Exercise description: Turn each line of the material below into a row of a Markdown table with the columns "Row" and "Line", skipping blank lines. Leave the pictures out of the table.

Entries provided:
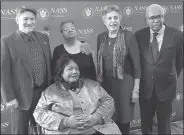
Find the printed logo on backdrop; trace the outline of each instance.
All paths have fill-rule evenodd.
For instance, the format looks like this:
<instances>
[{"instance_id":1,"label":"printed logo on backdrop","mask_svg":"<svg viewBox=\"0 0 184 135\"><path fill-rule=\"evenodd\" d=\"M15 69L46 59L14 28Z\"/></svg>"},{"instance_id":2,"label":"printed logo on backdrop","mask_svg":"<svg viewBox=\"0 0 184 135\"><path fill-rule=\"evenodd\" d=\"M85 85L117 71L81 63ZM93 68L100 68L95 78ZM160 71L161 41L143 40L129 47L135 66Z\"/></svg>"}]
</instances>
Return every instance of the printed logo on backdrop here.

Solved exercise:
| Row | Line |
|---|---|
| 1 | Find the printed logo on backdrop; trace the outline of each instance. |
| 2 | All paths have fill-rule evenodd. |
| 3 | For instance, the format looks like this: |
| 4 | <instances> |
| 5 | [{"instance_id":1,"label":"printed logo on backdrop","mask_svg":"<svg viewBox=\"0 0 184 135\"><path fill-rule=\"evenodd\" d=\"M15 69L46 59L14 28Z\"/></svg>"},{"instance_id":2,"label":"printed logo on backdrop","mask_svg":"<svg viewBox=\"0 0 184 135\"><path fill-rule=\"evenodd\" d=\"M85 85L117 71L81 63ZM93 68L100 68L95 78ZM160 71L161 41L143 40L129 47L135 66Z\"/></svg>"}] |
| 6 | </instances> |
| 7 | Return every instance of the printed logo on backdrop here. |